* **Selected passage**
# # # # # # #
-3

I need to simulate an information source with alphabet "a,b,c,d" with the respective probabilities of 0.1, 0.5, 0.2, 0.2. I do not know how to do it using MATLAB. Help is most appreciated.

MZimmerman6
  • 8,445
  • 10
  • 40
  • 70
  • 1
    The [`rand`](http://www.mathworks.com/help/matlab/ref/rand.html) function might be useful. Your probabilities sum to one. But you're going to have to show us what you have tried so far. – horchler Nov 21 '13 at 18:10
  • I should have an array with 0.5 probability b, 0.1.. a, 0.2.. c, and 0.2 probability d. Assume we have an array length of 100. I need to have a set containing 50 b, 20 c, 20 d, 10 a. But orders of the letters mixed randomly. – user3018734 Nov 21 '13 at 18:21
  • @user3018734: Now you are asking for something different, it is unlikely that you match exactly the expected value. – Daniel Nov 21 '13 at 18:30
  • See https://stackoverflow.com/questions/13914066/generate-random-number-with-given-probability-matlab and https://stackoverflow.com/questions/58607156/draw-random-numbers-from-pre-specified-probability-mass-function-in-matlab – Cris Luengo Aug 10 '22 at 14:14

2 Answers2

1

you could do something as simple as follows. Simply create a large random vector using rand, this will create values between 0 and 1 with a uniform probability. So if you want a number to have a 10 percent chance of occurring you give it a range of 0.1, typically 0 to 0.1. You can then add more ranges to these same numbers to get what you want.

vals =rand(1,10000);
letters = cell(size(vals));
[letters{vals<0.1}] = deal ('a');
[letters{vals > 0.1 & vals <= 0.6}] = deal ('b');
[letters{vals > 0.6 & vals <= 0.8}] = deal ('c');
[letters{vals > 0.8 & vals <= 1}] = deal ('d');

The above code will return a 10000 character letter array with the described percentages.

Or you can do this dynamically as follows:

vals =rand(1,10000);
output= cell(size(vals));
letters2use = {'a','b','c','d'};
percentages = [0.1,0.5,0.2,0.2];
lowerBounds = [0,cumsum(percentages(1:end-1))];
upperBounds = cumsum(percentages);
for i = 1:numel(percentages)
# # # # # # #
* **Listing**
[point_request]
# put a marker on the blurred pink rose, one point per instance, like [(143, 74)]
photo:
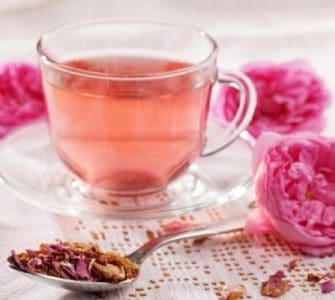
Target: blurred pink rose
[(295, 190), (291, 97), (21, 95)]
# # # # # # #
* **Exercise instructions**
[a] In the MATLAB thread, which function does horchler say might be useful?
[b] Continue the MATLAB thread about simulating the four-letter source, starting right after its last line.

* **Answers for this exercise**
[a] The `rand` function.

[b]
    [output{vals > lowerBounds(i) & vals <= upperBounds(i)}] = deal(letters2use{i}) ;
end

UPDATE

The above code has no guarantee of a certain number of occurrences of each letter, however the following does. Since from your comment it seems you need exactly a certain number of each the following code should do that by randomly assigning letters around

numElements = 10000;
letters2use = {'a','b','c','d'};
percentages = [0.1,0.5,0.2,0.2];
numEach = round(percentages*numElements);
while sum(numEach) < numElements
   [~,idx] = max(mod(percentages*numElements,1));
   numEach(idx) = numEach(idx) + 1;
end
while sum(numEach) > numElements
   [~,idx] = min(mod(percentages*numElements,1));
   numEach(idx) = numEach(idx) - 1;
end
indices = randperm(numElements);
output = cell(size(indices));
lower = [0,cumsum(numEach(1:end-1))]+1;
upper = cumsum(numEach);
for i = 1:numel(lower)
    [output{indices(lower(i):upper(i))}] = deal(letters2use{i});
end
output
MZimmerman6
  • 8,445
  • 10
  • 40
  • 70
1

You could first create an array containing the relative numbers of each character defined by their relative probabilities.

First set the max # of samples for any letter; doesn't have to be the same as the # of rand samples (later below):

maxSamplesEach = 100; 

Define the data for the problem:

strings = ['a' 'b' 'c' 'd'];
probabilty = [0.1 0.5 0.2 0.2];

Construct a sample space weighted by relative probabilities:

count = 0;
for k = 1:size(strings,2)
    for i = 1:probabilty(k)*maxSamplesEach
        count = count+1;
        totalSampleSpace(count) = strings(k);
    end 
end

Now define a range for the random numbers:

min = 1; 
max = count;

Now generate a 100 random numbers from a uniform distribution from the range defined above:

N = 100;
randomSelections = round(min + (max-min).*rand(1,N));

Now here are your random samples taken from the distribution:

randomSamples = totalSampleSpace(randomSelections);

Next just count them up:

for k = 1:size(strings,2)
    indices = [];
    indices = find(randomSamples == strings(k));
    disp(['Count samples for ', strings(k),' = ', num2str(size(indices,2))]);
end

Keep in mind that these results are statistical in nature so its highly unlikely that you will get the same relative contributions each time.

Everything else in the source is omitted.